### [Aim]
Please lay out the records from the start through the line with "pixel 1064 51" as a two-column CSV with the columns input and output. Each record gets one row, with its text and its answer each in a single quoted field and line breaks replaced by spaces.

### [Entries provided]
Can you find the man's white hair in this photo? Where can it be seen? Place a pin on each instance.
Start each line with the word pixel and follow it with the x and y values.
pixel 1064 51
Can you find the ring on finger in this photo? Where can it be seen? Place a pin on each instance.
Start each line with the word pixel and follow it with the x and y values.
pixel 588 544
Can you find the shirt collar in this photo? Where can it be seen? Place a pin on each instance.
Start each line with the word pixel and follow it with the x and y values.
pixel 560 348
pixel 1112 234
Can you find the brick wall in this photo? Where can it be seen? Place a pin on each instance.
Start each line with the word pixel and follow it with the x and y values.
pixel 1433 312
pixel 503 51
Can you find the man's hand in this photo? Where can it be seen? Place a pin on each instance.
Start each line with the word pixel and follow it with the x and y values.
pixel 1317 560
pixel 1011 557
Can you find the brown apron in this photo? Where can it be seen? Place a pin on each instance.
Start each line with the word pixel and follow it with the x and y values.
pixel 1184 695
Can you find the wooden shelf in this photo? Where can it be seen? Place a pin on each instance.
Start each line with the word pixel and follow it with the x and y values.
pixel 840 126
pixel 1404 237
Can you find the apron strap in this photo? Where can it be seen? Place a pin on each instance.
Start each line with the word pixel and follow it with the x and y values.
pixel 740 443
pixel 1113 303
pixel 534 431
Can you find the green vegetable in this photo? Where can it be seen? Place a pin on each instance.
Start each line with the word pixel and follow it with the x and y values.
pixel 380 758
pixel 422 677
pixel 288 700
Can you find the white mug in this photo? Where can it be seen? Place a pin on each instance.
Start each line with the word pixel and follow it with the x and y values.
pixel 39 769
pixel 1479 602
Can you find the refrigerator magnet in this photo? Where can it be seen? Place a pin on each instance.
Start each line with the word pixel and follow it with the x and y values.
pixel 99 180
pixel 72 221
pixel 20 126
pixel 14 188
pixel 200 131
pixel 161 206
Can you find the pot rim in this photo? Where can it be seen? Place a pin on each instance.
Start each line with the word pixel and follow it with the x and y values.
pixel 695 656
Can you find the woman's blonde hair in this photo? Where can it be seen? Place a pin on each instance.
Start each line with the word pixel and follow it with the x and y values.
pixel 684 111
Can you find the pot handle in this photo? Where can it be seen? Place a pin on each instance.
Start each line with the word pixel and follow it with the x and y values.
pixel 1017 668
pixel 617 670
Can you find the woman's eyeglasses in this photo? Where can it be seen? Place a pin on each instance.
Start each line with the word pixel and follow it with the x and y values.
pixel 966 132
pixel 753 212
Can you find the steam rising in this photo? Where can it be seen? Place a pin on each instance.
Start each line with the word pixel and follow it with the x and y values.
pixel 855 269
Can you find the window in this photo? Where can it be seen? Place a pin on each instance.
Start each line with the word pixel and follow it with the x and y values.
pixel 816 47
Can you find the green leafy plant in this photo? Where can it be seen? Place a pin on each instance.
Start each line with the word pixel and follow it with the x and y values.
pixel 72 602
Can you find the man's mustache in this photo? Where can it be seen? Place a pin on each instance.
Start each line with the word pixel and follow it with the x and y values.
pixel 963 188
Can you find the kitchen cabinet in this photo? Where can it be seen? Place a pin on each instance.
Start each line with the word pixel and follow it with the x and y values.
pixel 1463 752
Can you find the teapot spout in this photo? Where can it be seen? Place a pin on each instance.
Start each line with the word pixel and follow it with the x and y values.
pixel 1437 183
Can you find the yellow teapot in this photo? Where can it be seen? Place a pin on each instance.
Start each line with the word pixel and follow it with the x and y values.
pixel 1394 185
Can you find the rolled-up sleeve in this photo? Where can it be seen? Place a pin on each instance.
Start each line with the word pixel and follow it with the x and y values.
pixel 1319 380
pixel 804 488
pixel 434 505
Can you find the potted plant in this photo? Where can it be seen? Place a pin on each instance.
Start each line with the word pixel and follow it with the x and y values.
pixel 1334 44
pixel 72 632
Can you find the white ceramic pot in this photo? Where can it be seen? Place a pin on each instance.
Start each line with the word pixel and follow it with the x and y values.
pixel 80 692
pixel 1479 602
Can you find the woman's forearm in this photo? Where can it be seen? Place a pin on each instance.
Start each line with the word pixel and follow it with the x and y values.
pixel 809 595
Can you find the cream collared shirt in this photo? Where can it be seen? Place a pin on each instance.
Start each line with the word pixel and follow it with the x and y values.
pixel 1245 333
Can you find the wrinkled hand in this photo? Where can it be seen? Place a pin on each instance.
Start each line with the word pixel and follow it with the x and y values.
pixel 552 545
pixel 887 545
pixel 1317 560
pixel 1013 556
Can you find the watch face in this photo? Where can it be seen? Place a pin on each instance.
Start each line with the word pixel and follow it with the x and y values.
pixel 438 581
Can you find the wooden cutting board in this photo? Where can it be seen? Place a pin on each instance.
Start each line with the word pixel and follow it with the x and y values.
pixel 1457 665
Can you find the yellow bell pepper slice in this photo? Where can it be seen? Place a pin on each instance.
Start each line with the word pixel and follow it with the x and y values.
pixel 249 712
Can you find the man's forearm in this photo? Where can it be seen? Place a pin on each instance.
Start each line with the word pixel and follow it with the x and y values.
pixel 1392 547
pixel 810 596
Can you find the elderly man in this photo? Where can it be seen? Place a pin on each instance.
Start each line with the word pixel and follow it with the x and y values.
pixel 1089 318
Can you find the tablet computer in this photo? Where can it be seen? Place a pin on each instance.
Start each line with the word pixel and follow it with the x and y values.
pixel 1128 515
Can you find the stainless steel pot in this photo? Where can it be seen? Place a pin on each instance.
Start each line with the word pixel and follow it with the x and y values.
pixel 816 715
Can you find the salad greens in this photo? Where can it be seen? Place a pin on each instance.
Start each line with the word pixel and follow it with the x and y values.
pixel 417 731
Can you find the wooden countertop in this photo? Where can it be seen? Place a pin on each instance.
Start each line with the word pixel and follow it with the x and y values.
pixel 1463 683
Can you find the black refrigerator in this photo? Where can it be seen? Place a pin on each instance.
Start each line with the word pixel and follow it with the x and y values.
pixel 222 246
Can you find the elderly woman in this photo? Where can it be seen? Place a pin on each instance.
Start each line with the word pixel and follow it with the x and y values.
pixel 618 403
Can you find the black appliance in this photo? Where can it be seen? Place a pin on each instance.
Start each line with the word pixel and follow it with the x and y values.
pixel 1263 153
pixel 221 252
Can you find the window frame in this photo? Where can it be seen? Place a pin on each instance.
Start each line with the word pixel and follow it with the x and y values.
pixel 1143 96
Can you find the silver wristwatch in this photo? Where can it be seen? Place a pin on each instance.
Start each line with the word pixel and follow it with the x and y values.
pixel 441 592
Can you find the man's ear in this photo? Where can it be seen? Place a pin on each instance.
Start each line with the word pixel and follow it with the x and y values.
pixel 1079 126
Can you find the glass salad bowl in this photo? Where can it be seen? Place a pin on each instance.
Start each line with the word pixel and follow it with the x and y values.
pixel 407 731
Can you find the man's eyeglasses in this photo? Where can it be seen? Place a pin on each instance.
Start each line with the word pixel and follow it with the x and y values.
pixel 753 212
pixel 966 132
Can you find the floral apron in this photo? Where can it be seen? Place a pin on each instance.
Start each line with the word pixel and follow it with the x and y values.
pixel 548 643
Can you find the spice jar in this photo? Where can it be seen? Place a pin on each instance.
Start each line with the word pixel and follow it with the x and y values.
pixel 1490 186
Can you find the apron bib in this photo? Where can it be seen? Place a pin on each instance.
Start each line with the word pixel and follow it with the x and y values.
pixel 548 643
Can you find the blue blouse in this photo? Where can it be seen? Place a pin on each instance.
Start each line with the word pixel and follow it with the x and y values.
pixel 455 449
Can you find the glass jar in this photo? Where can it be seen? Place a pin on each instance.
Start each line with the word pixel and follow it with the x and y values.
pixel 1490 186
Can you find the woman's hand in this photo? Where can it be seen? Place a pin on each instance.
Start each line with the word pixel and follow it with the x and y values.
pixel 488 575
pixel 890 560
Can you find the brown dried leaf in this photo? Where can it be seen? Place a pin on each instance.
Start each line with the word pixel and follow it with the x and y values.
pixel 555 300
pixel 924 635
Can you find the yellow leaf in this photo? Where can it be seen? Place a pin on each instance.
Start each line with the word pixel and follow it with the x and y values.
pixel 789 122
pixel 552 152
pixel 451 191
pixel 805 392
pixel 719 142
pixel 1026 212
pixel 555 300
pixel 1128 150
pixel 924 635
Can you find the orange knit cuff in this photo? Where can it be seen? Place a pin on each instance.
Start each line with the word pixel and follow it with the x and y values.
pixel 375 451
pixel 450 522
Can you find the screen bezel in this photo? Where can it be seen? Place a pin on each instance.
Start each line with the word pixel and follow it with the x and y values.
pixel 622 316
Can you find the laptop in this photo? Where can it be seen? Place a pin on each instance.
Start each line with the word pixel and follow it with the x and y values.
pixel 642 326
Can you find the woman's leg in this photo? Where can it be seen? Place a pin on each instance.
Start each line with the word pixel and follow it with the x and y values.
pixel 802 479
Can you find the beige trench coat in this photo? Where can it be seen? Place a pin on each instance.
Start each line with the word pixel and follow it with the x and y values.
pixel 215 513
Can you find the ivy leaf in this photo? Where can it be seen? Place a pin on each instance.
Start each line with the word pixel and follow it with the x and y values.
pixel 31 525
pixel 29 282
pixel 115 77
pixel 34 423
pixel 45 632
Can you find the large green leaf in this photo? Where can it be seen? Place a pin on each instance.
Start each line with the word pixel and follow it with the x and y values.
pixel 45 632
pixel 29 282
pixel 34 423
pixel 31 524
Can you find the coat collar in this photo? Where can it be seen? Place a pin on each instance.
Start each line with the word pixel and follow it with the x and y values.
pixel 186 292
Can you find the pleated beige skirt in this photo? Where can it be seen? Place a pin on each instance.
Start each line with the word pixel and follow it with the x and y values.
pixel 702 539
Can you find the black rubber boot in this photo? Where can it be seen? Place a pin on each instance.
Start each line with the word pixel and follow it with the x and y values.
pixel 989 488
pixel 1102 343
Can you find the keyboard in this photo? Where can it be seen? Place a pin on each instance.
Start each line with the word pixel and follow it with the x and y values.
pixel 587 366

### [Correct result]
input,output
"Can you find the man's white hair in this photo? Where can it be seen? Place a pin on each instance. Start each line with the word pixel and follow it with the x and y values.","pixel 1064 51"